» ÉNONCÉ A
Transforme en liste JSON de chaînes les lignes des enregistrements, du début jusqu'à la ligne contenant « (1191, 234) » comprise. Mets une chaîne par ligne et omets les lignes vides.

Continuer à échanger avec Joseph Ponthus-Le Gurun, à lire Apollinaire ou Gaëlle Josse, reprendre le Harrap’s pour comprendre mieux le monde au prisme d’une Harvard Business Review ou de blogs de médecins chinois ou de quidams italiens… et aussi tout arrêter, recherches généalogiques, balades en chemins creux trinitains ou échanges avec les anciens, les descendants ou les riverains de la vie d’avant… Pour mieux se poser, écouter pousser l'herbe au matin et regarder les oiseaux clore le jour en de magnifiques couchants... pour mieux aimer aussi, les enfants, le soleil, le vent et nos parents.

Et ce soir à l’écoute du Requiem de Mozart, le son entre les oreilles sans déranger la maisonnée endormie, je m’extraie du brouhaha mondial, de l’atonie soudaine de toutes les récriminations et jérémiades en tout genre qui ont accompagné ces trente derniers jours.
Des cours de piano, maths ou anglais, des cavalcades entre les rochers ou par la forêt avant que le couperet du confinement ne nous laisse plus le choix que les 842 m² de notre gazon de pâquerettes neuves ou la vicinale qui borde notre home sweet hameau – ce qui est, nous le reconnaissons depuis le premier matin, un luxe éperdument bienvenu ! – de tout cela il ne reste que des souvenirs, encore vifs de l’air marin ou du sous-bois printanier aspiré goulument dans notre soif de goûter au printemps. Désormais tout se joue à domicile et en visuel seul.

Pour ne pas faire honte à celles et ceux qui s’épuisent en des services de réa ou des EHPAD surchargés de morbidité, je reprends en pensée ces chemins doux à ma mémoire, ces allées-venues sans raison et tous ces instants précieux de liberté. tenter de les transformer en futur sera la tâche d'avril, si on nous prête vie.

  • dimanche 29 mars 2020

    20200328-29 : entre deux jours


    28.03.2020 – au coucher
    Le Robert de guingois pèse sur le dossier généalogie. Il assume sa somme de savoir, empêche l’envol  impromptu des connaissances familiales, retient notes et tergiversations brouillonnes en un ferme maintien.
    Et pourtant. Tout est en vrac partout, ma chambre mon bureau ma tête. Et mes neurones dedans. Et mes yeux qui piquent, ma peau qui tire et tout le reste qui part à vau-l’eau. Comment tout cela va-t-il finir, s’il y a une finitude quelque part ? Qui va rester de mes envies, de mes désirs et de mes craintes, une fois la vague scélérate retirée pour laisser respirer les survivants ?

» ÉNONCÉ B
Résume le texte donné en deux phrases.

» DONNÉES FOURNIES
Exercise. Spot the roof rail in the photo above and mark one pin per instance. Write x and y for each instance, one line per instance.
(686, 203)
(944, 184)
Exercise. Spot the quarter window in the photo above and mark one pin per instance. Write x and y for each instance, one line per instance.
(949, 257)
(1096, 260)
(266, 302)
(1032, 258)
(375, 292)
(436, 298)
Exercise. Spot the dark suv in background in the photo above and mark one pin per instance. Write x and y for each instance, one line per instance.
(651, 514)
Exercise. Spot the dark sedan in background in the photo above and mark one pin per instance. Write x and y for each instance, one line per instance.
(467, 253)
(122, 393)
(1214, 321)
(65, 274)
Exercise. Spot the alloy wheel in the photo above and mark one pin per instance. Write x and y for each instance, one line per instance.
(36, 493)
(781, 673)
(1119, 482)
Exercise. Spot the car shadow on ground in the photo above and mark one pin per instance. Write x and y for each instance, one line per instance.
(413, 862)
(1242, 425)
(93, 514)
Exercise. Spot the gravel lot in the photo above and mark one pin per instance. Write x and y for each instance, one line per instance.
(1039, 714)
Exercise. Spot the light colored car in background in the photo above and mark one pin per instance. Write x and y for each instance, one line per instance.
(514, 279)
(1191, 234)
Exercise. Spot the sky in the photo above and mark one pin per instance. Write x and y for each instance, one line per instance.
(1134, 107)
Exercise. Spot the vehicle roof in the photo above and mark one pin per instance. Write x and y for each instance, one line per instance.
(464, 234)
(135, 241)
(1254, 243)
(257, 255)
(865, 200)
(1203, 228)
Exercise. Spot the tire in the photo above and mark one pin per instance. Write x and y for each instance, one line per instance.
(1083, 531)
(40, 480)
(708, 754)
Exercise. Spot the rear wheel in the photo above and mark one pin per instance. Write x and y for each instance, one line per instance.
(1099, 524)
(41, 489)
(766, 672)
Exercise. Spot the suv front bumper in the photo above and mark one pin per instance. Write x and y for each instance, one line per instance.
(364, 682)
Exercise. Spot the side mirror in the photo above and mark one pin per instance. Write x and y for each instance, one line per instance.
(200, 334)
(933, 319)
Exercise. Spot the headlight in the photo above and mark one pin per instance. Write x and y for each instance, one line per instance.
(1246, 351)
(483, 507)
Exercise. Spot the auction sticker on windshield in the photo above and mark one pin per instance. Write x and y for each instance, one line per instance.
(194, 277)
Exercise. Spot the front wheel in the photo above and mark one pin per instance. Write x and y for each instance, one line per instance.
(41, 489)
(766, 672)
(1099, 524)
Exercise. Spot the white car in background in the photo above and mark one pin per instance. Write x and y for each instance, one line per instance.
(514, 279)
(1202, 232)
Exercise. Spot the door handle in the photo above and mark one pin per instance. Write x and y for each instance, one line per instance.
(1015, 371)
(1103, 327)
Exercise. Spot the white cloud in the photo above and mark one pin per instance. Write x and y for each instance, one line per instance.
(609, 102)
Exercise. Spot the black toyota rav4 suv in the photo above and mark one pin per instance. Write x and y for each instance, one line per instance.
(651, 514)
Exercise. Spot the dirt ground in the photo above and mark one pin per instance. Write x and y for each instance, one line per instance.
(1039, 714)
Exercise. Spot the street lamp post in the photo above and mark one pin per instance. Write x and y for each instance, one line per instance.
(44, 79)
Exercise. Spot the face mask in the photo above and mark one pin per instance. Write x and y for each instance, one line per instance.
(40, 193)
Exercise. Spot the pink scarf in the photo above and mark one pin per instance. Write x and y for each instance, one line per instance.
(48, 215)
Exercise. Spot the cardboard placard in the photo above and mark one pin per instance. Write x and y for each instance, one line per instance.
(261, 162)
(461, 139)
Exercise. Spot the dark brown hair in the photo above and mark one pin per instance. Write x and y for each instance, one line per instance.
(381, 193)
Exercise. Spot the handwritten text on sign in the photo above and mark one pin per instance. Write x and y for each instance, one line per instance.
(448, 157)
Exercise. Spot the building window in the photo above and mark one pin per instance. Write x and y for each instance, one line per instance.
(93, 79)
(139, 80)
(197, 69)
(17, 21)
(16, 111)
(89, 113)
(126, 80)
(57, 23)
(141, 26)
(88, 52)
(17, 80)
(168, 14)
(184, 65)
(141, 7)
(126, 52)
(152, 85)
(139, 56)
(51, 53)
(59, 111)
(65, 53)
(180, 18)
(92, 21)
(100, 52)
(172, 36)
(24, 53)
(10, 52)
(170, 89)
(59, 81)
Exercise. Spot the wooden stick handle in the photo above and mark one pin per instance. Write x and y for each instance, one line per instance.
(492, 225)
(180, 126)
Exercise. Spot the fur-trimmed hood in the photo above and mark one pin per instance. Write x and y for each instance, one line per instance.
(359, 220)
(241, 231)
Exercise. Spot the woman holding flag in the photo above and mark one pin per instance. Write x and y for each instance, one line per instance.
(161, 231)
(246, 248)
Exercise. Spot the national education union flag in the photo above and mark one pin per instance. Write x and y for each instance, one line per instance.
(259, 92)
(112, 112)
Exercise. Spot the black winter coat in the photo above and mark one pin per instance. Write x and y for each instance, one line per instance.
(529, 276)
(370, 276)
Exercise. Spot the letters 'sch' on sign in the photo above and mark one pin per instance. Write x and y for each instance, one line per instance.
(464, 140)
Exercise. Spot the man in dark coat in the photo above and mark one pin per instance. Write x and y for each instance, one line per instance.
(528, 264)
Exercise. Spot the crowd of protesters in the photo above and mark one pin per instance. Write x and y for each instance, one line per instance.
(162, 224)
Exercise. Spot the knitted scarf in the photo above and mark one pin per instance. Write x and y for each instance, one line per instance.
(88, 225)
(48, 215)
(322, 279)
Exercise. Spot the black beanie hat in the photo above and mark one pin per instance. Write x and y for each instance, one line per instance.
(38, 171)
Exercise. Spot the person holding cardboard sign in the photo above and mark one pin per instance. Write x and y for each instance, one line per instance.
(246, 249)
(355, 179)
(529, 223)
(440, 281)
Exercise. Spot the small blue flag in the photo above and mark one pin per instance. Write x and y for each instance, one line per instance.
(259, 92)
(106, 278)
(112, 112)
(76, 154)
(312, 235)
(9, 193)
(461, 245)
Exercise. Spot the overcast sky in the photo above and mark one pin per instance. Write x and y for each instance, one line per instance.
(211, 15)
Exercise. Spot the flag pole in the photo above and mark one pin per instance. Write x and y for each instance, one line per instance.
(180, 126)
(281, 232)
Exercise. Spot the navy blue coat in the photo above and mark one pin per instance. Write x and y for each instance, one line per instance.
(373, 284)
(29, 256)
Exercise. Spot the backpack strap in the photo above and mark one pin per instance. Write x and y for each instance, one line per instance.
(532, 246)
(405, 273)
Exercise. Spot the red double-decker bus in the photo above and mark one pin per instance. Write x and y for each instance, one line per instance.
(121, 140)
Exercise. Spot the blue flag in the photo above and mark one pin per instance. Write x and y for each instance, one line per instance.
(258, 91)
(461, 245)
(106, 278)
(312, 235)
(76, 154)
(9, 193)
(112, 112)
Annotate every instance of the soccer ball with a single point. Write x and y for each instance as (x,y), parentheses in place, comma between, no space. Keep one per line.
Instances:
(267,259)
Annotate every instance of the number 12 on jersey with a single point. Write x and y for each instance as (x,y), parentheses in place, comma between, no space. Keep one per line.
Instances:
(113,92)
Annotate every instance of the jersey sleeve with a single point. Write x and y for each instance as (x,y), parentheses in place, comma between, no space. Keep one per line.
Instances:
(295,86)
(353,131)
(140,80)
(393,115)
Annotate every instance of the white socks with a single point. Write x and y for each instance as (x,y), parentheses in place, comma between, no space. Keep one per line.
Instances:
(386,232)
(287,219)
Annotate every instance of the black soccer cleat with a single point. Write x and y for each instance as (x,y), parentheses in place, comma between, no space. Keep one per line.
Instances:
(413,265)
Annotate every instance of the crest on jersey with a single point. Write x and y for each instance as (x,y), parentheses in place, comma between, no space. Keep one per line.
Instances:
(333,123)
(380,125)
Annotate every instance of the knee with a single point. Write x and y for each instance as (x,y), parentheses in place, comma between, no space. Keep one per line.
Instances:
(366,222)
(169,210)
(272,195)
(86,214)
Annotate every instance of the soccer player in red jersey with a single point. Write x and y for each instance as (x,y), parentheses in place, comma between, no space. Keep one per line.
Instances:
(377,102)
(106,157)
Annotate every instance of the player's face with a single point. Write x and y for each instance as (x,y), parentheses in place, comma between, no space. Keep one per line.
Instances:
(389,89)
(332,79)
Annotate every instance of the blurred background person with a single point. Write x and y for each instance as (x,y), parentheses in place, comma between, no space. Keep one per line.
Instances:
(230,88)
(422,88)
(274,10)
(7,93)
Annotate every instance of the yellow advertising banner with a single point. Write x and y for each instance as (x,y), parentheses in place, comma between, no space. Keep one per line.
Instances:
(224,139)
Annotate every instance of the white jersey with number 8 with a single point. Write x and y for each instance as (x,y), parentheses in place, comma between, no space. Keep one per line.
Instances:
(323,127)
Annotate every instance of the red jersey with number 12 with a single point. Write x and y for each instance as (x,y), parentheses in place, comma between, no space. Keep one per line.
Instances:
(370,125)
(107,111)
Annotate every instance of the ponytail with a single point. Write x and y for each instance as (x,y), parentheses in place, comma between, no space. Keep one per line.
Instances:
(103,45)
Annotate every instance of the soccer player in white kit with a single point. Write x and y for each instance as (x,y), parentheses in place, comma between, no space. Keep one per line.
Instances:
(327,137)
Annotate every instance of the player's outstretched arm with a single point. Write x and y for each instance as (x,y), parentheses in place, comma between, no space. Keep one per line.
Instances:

» RÉPONSE A
[
  "Exercise. Spot the roof rail in the photo above and mark one pin per instance. Write x and y for each instance, one line per instance.",
  "(686, 203)",
  "(944, 184)",
  "Exercise. Spot the quarter window in the photo above and mark one pin per instance. Write x and y for each instance, one line per instance.",
  "(949, 257)",
  "(1096, 260)",
  "(266, 302)",
  "(1032, 258)",
  "(375, 292)",
  "(436, 298)",
  "Exercise. Spot the dark suv in background in the photo above and mark one pin per instance. Write x and y for each instance, one line per instance.",
  "(651, 514)",
  "Exercise. Spot the dark sedan in background in the photo above and mark one pin per instance. Write x and y for each instance, one line per instance.",
  "(467, 253)",
  "(122, 393)",
  "(1214, 321)",
  "(65, 274)",
  "Exercise. Spot the alloy wheel in the photo above and mark one pin per instance. Write x and y for each instance, one line per instance.",
  "(36, 493)",
  "(781, 673)",
  "(1119, 482)",
  "Exercise. Spot the car shadow on ground in the photo above and mark one pin per instance. Write x and y for each instance, one line per instance.",
  "(413, 862)",
  "(1242, 425)",
  "(93, 514)",
  "Exercise. Spot the gravel lot in the photo above and mark one pin per instance. Write x and y for each instance, one line per instance.",
  "(1039, 714)",
  "Exercise. Spot the light colored car in background in the photo above and mark one pin per instance. Write x and y for each instance, one line per instance.",
  "(514, 279)",
  "(1191, 234)"
]

» RÉPONSE B
Le texte évoque le désir de tout arrêter pour mieux se poser et mieux aimer, alors que les sorties d'avant le confinement ne sont plus que des souvenirs et que tout se joue désormais à domicile. Le 28 mars 2020 au coucher, tout est en vrac, et une question demeure : comment tout cela finira-t-il, et que restera-t-il des envies, des désirs et des craintes une fois la vague retirée ?